**GIVEN TASK**
Please show, copied in full, each line of the entries below that contains the string "mounted".

**INFORMATION SUPPLIED**

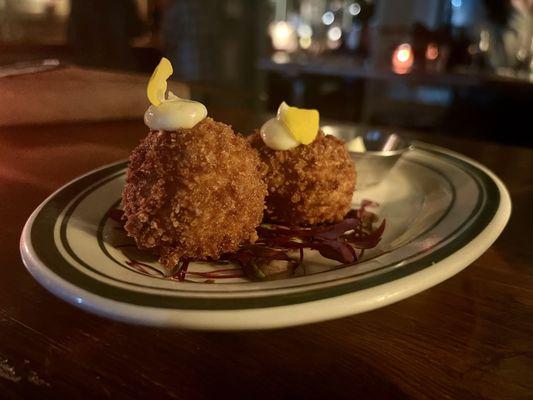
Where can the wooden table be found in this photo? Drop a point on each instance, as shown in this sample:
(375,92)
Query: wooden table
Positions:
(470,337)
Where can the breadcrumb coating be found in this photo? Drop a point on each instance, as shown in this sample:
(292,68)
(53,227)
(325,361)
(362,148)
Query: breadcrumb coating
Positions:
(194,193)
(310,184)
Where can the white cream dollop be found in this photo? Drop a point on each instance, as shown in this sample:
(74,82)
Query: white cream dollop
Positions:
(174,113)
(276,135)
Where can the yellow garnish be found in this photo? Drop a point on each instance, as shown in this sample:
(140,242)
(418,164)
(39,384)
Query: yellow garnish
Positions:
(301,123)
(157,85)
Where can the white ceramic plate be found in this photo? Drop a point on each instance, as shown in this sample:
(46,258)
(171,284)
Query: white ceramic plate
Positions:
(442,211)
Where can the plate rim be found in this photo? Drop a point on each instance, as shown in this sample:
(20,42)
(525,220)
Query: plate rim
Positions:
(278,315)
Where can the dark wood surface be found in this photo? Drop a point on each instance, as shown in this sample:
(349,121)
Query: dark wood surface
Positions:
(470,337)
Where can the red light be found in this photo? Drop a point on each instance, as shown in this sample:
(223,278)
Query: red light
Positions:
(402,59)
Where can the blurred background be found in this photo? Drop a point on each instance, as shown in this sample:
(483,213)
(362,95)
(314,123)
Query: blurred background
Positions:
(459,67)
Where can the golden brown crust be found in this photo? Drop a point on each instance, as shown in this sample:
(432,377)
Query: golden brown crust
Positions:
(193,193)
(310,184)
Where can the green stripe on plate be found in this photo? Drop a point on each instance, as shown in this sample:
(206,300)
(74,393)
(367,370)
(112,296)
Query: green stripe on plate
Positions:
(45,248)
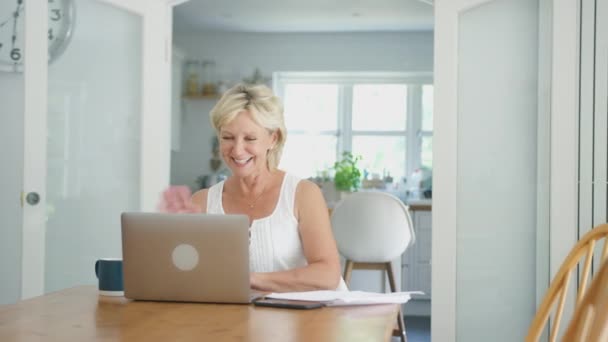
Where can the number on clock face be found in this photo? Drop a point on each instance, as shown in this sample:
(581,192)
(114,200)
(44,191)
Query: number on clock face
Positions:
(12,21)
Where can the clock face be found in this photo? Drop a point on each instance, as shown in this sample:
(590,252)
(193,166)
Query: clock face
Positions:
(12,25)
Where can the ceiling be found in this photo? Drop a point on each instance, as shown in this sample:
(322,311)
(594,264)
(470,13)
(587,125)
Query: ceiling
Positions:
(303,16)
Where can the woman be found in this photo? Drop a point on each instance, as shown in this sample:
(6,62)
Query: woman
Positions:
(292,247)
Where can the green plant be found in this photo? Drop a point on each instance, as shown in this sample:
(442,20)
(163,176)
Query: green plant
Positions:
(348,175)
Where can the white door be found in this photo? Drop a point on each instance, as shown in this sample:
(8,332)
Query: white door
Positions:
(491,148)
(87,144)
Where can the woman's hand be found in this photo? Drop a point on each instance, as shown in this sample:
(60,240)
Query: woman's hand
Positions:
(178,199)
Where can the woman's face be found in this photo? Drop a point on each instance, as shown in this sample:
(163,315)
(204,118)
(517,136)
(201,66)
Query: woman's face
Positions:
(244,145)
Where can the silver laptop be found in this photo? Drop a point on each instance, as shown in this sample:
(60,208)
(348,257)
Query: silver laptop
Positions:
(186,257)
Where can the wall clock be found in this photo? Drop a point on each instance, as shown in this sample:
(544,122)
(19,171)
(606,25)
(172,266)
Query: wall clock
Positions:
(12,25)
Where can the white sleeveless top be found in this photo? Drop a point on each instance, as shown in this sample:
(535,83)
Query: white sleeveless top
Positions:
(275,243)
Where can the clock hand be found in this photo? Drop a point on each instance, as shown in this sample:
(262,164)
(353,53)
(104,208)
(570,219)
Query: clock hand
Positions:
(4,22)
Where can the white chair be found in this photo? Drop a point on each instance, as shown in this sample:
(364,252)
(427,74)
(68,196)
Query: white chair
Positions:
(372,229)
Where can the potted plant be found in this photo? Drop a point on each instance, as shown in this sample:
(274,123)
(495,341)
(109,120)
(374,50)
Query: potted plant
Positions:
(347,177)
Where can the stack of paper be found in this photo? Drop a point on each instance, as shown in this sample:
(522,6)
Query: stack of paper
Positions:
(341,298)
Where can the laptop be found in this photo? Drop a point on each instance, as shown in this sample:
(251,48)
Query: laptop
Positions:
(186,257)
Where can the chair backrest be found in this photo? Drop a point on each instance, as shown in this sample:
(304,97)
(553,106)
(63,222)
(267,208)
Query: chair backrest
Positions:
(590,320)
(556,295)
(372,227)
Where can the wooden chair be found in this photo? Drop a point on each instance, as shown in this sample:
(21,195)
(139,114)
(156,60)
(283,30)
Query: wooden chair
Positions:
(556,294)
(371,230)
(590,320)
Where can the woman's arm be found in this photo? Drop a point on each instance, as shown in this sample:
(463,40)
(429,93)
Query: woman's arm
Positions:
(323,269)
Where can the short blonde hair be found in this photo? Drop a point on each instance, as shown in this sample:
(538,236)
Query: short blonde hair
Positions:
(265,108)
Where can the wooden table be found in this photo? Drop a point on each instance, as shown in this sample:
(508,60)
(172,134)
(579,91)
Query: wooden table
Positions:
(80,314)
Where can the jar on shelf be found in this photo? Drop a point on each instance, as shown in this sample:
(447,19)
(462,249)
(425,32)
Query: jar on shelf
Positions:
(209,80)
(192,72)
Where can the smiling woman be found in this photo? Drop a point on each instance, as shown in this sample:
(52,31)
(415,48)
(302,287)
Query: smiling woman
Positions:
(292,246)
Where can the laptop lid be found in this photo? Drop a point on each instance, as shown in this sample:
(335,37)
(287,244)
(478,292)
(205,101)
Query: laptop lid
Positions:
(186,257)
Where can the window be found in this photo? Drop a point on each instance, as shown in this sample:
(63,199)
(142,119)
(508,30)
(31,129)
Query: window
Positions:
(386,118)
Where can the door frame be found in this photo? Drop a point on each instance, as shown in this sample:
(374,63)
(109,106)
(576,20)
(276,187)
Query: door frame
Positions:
...
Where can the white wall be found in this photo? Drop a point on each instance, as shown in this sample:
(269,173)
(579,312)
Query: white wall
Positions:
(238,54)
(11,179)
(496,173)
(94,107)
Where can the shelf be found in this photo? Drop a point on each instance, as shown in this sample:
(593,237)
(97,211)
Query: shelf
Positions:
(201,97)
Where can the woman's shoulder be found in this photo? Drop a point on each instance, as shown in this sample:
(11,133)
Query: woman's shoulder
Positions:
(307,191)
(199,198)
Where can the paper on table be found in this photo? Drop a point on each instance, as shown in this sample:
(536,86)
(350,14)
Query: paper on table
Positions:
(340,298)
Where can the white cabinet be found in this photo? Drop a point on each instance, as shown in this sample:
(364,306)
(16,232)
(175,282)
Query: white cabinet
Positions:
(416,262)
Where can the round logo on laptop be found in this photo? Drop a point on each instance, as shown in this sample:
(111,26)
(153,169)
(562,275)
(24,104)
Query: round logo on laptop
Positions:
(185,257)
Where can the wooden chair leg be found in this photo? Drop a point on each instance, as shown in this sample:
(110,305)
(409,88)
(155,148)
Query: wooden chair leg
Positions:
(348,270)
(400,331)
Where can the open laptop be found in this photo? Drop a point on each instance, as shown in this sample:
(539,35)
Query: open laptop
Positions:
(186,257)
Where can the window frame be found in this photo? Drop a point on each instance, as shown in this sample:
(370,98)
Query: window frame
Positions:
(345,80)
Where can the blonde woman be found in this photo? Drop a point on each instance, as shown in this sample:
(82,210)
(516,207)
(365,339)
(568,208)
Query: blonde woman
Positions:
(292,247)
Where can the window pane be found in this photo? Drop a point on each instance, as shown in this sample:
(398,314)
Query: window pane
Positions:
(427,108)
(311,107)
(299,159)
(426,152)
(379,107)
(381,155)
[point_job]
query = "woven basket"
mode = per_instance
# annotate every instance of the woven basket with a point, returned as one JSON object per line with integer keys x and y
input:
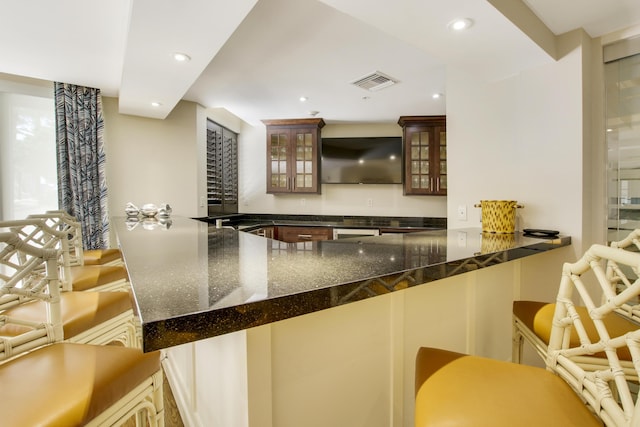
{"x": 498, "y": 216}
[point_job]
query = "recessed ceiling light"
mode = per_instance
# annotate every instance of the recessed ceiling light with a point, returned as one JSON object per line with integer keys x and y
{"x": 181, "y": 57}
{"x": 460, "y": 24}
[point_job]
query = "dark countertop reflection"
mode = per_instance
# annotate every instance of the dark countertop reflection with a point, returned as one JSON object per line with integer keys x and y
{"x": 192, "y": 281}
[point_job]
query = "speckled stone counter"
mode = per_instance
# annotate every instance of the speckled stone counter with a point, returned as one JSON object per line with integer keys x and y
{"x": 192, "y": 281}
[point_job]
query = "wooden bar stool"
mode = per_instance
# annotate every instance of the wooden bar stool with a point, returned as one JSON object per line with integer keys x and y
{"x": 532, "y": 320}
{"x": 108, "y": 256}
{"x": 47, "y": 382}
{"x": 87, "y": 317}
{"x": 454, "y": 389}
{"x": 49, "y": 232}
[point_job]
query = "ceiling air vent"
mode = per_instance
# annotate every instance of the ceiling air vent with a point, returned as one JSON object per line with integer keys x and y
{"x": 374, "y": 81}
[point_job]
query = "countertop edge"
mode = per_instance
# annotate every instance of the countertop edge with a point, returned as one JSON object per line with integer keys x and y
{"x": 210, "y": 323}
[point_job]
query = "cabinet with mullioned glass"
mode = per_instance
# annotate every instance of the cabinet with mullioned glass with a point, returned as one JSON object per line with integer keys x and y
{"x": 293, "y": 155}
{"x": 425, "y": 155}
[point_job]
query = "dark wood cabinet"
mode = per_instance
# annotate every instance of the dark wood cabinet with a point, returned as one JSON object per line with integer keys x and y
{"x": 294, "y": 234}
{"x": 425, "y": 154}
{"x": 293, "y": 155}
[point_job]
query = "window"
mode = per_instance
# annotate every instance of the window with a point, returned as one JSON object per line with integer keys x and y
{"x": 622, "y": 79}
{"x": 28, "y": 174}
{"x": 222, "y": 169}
==
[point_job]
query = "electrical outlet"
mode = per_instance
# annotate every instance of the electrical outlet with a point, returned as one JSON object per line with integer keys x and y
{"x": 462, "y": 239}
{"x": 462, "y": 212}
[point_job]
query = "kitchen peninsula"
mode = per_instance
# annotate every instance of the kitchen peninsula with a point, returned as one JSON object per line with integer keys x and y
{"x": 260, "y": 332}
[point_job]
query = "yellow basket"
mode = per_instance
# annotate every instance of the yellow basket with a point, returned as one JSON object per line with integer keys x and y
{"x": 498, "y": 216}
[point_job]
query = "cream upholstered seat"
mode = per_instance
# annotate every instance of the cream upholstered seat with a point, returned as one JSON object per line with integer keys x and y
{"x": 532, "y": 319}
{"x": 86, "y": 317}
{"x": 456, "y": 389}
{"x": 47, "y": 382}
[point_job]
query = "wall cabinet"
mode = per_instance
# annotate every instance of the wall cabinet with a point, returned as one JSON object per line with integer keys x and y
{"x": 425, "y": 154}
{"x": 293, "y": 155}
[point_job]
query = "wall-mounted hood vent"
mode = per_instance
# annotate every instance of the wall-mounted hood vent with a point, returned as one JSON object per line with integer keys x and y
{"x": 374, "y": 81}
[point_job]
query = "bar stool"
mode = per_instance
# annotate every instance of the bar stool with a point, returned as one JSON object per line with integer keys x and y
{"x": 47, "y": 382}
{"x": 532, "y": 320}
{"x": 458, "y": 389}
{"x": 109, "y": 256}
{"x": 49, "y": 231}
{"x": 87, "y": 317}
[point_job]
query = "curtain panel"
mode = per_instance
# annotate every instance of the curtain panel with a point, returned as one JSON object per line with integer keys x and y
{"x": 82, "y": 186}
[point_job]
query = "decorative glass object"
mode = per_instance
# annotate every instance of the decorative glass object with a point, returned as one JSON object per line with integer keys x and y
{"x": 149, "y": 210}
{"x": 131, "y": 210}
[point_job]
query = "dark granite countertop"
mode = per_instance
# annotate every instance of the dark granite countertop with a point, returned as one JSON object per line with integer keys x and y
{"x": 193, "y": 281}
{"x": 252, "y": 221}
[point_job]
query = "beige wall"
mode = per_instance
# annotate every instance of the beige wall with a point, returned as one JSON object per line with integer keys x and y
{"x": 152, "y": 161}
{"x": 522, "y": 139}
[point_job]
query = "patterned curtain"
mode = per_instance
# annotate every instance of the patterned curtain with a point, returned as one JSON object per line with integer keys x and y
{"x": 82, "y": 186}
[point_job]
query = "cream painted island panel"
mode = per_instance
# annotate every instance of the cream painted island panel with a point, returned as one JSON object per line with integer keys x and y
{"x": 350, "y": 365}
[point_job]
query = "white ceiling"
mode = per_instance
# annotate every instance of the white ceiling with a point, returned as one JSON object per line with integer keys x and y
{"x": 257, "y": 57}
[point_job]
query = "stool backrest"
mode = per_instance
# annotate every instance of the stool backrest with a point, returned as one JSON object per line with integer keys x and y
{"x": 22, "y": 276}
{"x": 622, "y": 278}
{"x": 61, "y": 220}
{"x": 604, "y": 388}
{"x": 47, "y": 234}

**ANSWER FOR THIS EXERCISE**
query = "wall-mounted hood vent"
# annotate every instance of the wall-mounted hood vent with a point, returned as one JSON object per line with integer keys x and y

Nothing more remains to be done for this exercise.